### YOUR INSTRUCTIONS
Gather every line in the data below that contains the string "stem", matching its case exactly.

### DATA LINES

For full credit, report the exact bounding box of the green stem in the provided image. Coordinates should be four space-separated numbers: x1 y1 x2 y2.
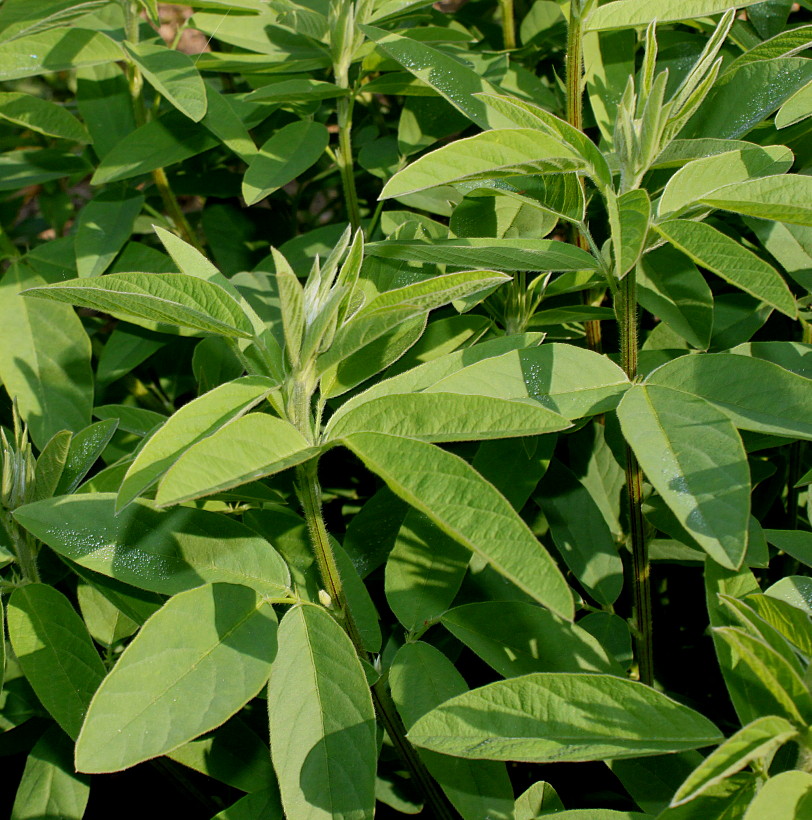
616 271 654 686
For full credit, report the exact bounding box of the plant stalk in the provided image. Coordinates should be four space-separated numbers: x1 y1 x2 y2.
565 0 603 353
617 270 654 686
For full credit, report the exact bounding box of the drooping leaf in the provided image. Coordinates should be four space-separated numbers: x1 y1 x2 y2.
343 433 572 618
16 493 290 596
268 605 377 820
7 584 105 738
408 672 721 763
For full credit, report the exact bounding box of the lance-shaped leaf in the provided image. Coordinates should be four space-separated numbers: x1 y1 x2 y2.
155 413 318 507
646 353 812 439
25 273 252 339
380 128 586 199
366 237 598 271
325 393 572 442
701 174 812 225
343 433 573 619
671 715 798 806
76 584 277 773
617 384 750 569
16 493 290 596
242 120 330 205
389 642 513 820
7 584 105 738
317 271 510 373
117 376 274 510
268 606 378 820
425 344 629 419
123 42 206 122
408 672 722 763
653 219 797 319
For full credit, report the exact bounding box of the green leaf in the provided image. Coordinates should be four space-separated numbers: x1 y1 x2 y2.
15 493 290 597
389 642 513 820
7 584 105 738
242 120 330 205
618 384 750 569
343 433 573 619
10 727 90 820
75 189 144 278
268 605 378 820
440 601 621 678
647 353 812 439
324 393 572 442
408 672 722 763
0 91 91 143
380 128 586 199
155 413 319 507
122 41 206 122
653 219 797 319
366 237 598 271
701 174 812 225
671 716 798 806
76 584 277 773
0 27 122 82
528 462 623 604
637 245 713 350
26 273 252 339
384 509 471 632
0 263 93 447
117 376 274 510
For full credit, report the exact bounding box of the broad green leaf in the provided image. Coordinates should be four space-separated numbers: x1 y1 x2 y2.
657 145 793 217
16 493 290 597
425 344 629 419
10 727 90 820
384 509 471 632
617 384 750 569
646 353 812 439
242 120 330 205
123 41 206 122
325 393 572 442
26 273 252 339
316 271 509 373
744 771 812 820
268 605 377 820
609 188 651 279
584 0 760 31
408 672 722 763
91 110 219 185
75 189 144 278
380 128 586 199
0 91 91 143
0 263 93 447
440 601 621 678
701 174 812 225
117 376 273 510
359 26 514 128
0 27 122 82
528 462 623 604
76 584 277 773
366 237 598 271
637 245 713 350
343 433 572 619
389 642 513 820
155 413 318 507
7 584 105 738
654 219 797 319
671 716 798 806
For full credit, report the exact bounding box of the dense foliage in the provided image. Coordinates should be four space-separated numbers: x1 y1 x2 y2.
0 0 812 820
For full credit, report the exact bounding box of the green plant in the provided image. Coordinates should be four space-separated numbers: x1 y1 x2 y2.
0 0 812 820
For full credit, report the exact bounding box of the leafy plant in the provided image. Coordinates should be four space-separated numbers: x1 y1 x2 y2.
0 0 812 820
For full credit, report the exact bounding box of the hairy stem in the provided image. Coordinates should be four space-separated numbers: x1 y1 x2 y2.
617 270 654 686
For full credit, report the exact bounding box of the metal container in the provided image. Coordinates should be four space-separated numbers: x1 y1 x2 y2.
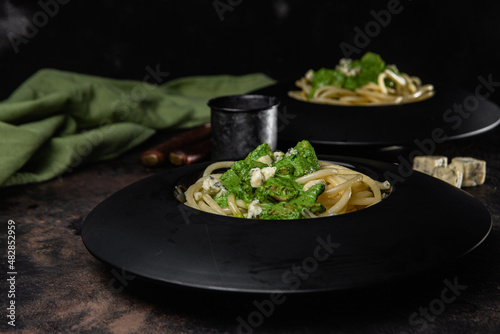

### COMPLETE RESPONSE
For full credit, report the exact bounding box of the green stem in the provided image. Coordinates should be four space-separated numbers: x1 y1 x2 y2.
For full credit, report the exact bounding box of the hairy stem in the provided image. Coordinates should be four space-separated numbers: x1 y1 x2 y2.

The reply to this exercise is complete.